Work instructions: Reproduce every line of the records below verbatim, with no changes of any kind.
* START *
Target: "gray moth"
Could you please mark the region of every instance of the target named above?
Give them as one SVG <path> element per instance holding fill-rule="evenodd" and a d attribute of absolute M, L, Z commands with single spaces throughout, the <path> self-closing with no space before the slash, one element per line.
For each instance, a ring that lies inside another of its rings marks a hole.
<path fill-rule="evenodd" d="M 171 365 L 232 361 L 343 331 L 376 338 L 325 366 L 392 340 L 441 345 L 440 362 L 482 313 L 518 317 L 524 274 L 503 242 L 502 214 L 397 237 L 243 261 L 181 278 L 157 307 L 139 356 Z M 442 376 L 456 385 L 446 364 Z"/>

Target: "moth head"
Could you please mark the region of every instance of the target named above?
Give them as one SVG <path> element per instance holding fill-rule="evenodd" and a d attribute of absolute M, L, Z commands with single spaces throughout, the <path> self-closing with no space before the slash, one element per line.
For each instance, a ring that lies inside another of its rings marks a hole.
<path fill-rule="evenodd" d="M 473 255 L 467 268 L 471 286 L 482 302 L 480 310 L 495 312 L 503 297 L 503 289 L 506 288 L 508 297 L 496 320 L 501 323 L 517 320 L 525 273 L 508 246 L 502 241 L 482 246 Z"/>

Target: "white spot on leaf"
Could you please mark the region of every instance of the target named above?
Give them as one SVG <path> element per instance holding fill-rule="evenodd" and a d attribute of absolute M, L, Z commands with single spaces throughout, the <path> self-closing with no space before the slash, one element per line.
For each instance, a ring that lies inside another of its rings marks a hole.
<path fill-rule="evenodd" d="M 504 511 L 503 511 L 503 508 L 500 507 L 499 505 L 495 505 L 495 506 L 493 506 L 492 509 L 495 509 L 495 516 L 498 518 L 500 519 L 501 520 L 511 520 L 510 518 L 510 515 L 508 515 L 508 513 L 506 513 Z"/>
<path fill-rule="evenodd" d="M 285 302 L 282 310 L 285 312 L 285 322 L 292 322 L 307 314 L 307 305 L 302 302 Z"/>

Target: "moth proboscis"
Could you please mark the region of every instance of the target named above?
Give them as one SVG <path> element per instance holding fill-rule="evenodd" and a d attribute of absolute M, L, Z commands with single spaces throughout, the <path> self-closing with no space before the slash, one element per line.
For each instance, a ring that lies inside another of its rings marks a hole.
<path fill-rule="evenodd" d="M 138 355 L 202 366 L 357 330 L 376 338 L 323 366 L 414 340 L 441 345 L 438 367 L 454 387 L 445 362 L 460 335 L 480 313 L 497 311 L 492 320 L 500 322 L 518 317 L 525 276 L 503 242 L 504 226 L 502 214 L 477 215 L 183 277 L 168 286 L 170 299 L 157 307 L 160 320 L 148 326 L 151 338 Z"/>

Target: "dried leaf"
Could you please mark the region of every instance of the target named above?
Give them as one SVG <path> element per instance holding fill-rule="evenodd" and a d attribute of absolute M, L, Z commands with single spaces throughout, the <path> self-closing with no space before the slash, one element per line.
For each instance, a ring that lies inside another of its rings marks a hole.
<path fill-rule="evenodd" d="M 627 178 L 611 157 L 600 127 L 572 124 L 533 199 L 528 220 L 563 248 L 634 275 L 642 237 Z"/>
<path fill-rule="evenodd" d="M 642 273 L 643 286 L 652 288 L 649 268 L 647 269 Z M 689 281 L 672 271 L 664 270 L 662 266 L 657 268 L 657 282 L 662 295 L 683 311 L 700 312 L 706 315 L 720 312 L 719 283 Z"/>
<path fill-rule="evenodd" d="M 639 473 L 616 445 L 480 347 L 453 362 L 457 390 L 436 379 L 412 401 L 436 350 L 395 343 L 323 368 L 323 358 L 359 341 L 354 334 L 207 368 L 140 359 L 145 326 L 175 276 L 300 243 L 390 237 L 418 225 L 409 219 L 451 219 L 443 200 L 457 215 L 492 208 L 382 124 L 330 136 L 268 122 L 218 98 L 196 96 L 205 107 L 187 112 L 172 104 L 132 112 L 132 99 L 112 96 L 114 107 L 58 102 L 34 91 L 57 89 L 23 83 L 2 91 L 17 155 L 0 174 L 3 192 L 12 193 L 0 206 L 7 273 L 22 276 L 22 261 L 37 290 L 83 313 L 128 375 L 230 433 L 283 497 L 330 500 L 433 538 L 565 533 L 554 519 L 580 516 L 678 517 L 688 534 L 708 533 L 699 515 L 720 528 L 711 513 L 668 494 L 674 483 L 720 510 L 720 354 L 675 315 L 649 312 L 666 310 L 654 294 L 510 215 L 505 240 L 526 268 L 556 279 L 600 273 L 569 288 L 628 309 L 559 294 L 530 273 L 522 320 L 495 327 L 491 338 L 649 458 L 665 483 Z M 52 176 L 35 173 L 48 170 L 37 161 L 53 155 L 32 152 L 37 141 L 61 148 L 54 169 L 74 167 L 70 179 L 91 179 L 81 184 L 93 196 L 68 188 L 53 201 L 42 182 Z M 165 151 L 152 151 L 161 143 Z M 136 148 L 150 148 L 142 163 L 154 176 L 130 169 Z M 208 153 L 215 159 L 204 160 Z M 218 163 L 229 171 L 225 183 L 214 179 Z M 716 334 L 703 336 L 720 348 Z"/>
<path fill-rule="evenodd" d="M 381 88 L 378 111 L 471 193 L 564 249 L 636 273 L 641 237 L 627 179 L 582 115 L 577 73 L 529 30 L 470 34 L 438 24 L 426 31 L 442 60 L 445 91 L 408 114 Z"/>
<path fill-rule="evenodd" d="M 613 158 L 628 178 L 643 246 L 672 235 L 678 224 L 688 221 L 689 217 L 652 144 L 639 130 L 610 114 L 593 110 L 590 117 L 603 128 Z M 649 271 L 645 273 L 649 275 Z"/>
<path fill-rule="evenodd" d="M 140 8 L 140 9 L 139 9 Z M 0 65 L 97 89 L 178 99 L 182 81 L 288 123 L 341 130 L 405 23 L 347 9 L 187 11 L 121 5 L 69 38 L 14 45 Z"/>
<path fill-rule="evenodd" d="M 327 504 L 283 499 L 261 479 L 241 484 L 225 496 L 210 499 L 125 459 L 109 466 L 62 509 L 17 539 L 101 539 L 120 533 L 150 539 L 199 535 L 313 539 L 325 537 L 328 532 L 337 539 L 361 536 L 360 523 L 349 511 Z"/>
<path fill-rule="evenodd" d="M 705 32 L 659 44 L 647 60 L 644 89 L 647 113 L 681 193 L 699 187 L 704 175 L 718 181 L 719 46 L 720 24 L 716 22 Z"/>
* END *
Solution to this exercise:
Target: "gray moth"
Could you please mark the region of every instance of the target named above?
Give them as one SVG <path> element per instance holding fill-rule="evenodd" and a d attribute of absolute M, L, Z commands with single spaces throughout, the <path> self-closing with no space before the slash, one element per line.
For each instance, a ring that lies inside another of its rings marks a hole.
<path fill-rule="evenodd" d="M 171 365 L 232 361 L 343 331 L 376 338 L 325 366 L 392 340 L 441 345 L 440 362 L 482 313 L 518 317 L 524 274 L 503 242 L 502 214 L 397 237 L 243 261 L 181 278 L 157 307 L 139 356 Z M 442 376 L 456 385 L 446 364 Z"/>

Target: "moth head"
Could you please mark the region of every instance of the target named above?
Give them as one SVG <path> element per instance holding fill-rule="evenodd" and a d attribute of absolute M, L, Z commands with single spaces throughout, the <path> self-closing with no space before the slash, one element per line.
For each instance, a ring that lies inside another of its rings marks a hole.
<path fill-rule="evenodd" d="M 473 255 L 467 268 L 471 286 L 482 302 L 480 310 L 495 312 L 503 297 L 503 289 L 506 288 L 508 297 L 496 320 L 501 323 L 517 320 L 525 273 L 508 246 L 502 241 L 482 246 Z"/>

Target: "white spot on leaf"
Could you please mark the region of every instance of the target named above?
Give them as one SVG <path> element per instance holding fill-rule="evenodd" and a d attribute of absolute M, L, Z commands with single spaces throughout, the <path> self-closing with no space before the slash, one element per line.
For each instance, a ring that lies inside another of its rings marks a hole.
<path fill-rule="evenodd" d="M 504 511 L 503 511 L 503 508 L 500 507 L 499 505 L 495 505 L 495 506 L 493 506 L 492 509 L 495 509 L 495 516 L 498 518 L 500 519 L 501 520 L 511 520 L 510 518 L 510 515 L 508 515 L 508 513 L 506 513 Z"/>
<path fill-rule="evenodd" d="M 285 302 L 282 310 L 285 312 L 285 322 L 292 322 L 307 314 L 307 305 L 302 302 Z"/>

Target: "moth proboscis"
Could you please mark the region of every instance of the target named above?
Give them as one SVG <path> element per instance holding fill-rule="evenodd" and a d attribute of absolute M, L, Z commands with single spaces throughout, the <path> self-closing with no space before the slash, one element per line.
For each instance, a ring that lies inside another of its rings marks a hole.
<path fill-rule="evenodd" d="M 138 355 L 202 366 L 357 330 L 376 338 L 323 366 L 414 340 L 441 345 L 438 367 L 454 387 L 445 362 L 460 335 L 480 313 L 497 311 L 492 320 L 500 322 L 518 317 L 525 276 L 503 242 L 504 226 L 502 214 L 477 215 L 183 277 L 168 286 L 170 299 L 157 307 L 160 320 L 148 326 L 151 338 Z"/>

Target: "dried leaf"
Could you please mark the region of every instance of the target named above?
Give them as one SVG <path> element per instance holding fill-rule="evenodd" and a d attribute of absolute M, L, Z commands with single spaces throughout, the <path> self-closing with no space before the slash, one element per line.
For each instance, a ring that lies inside another of its rings marks a hole.
<path fill-rule="evenodd" d="M 627 178 L 611 157 L 600 127 L 572 124 L 533 199 L 528 220 L 563 248 L 634 275 L 642 237 Z"/>
<path fill-rule="evenodd" d="M 642 273 L 643 286 L 652 288 L 649 268 L 647 269 Z M 689 281 L 672 271 L 664 270 L 662 266 L 657 268 L 657 282 L 662 295 L 683 311 L 700 312 L 706 315 L 720 312 L 719 283 Z"/>
<path fill-rule="evenodd" d="M 639 473 L 616 445 L 480 347 L 453 362 L 457 390 L 436 379 L 412 401 L 436 350 L 395 343 L 323 368 L 323 358 L 359 341 L 354 334 L 207 368 L 140 359 L 145 326 L 175 276 L 300 243 L 390 237 L 418 225 L 409 219 L 451 219 L 443 200 L 457 215 L 492 208 L 382 124 L 330 136 L 268 122 L 218 98 L 196 96 L 205 107 L 187 112 L 172 104 L 132 112 L 132 99 L 112 96 L 114 107 L 58 102 L 34 91 L 57 89 L 23 83 L 2 91 L 17 155 L 0 174 L 3 192 L 12 193 L 0 206 L 7 273 L 22 276 L 22 261 L 37 290 L 83 313 L 128 375 L 230 433 L 283 497 L 330 500 L 433 538 L 565 533 L 554 519 L 580 516 L 678 517 L 688 534 L 708 533 L 699 515 L 720 528 L 711 513 L 668 494 L 674 483 L 720 510 L 720 354 L 675 315 L 649 312 L 666 310 L 654 294 L 510 215 L 505 240 L 526 268 L 556 279 L 600 273 L 569 288 L 628 309 L 559 294 L 530 273 L 522 320 L 495 327 L 491 338 L 649 458 L 665 483 Z M 52 176 L 35 173 L 48 170 L 37 161 L 53 155 L 32 152 L 37 141 L 61 148 L 54 169 L 74 167 L 70 179 L 91 179 L 81 184 L 93 196 L 68 188 L 53 201 L 42 182 Z M 165 151 L 152 151 L 161 143 Z M 136 148 L 150 148 L 142 163 L 154 176 L 130 169 Z M 208 153 L 215 159 L 204 160 Z M 218 163 L 229 171 L 225 183 L 214 179 Z M 716 334 L 703 336 L 720 348 Z"/>
<path fill-rule="evenodd" d="M 381 88 L 378 111 L 471 193 L 564 249 L 636 273 L 641 237 L 627 179 L 582 115 L 577 73 L 529 30 L 470 34 L 438 24 L 426 31 L 442 60 L 445 91 L 408 114 Z"/>
<path fill-rule="evenodd" d="M 613 158 L 628 178 L 643 246 L 672 235 L 678 224 L 688 221 L 689 217 L 652 144 L 639 130 L 610 114 L 593 110 L 590 117 L 603 128 Z M 649 271 L 645 273 L 649 275 Z"/>
<path fill-rule="evenodd" d="M 140 8 L 140 9 L 139 9 Z M 0 65 L 97 89 L 178 99 L 182 81 L 288 123 L 341 130 L 405 23 L 347 9 L 187 11 L 121 5 L 69 38 L 14 45 Z"/>
<path fill-rule="evenodd" d="M 327 504 L 283 499 L 261 479 L 241 484 L 225 496 L 210 499 L 125 459 L 109 466 L 62 509 L 17 539 L 101 539 L 120 533 L 150 539 L 199 535 L 313 539 L 325 537 L 328 532 L 337 539 L 361 536 L 360 523 L 349 511 Z"/>
<path fill-rule="evenodd" d="M 705 32 L 659 44 L 647 60 L 644 89 L 647 113 L 681 193 L 699 187 L 704 175 L 718 181 L 719 46 L 720 24 L 716 22 Z"/>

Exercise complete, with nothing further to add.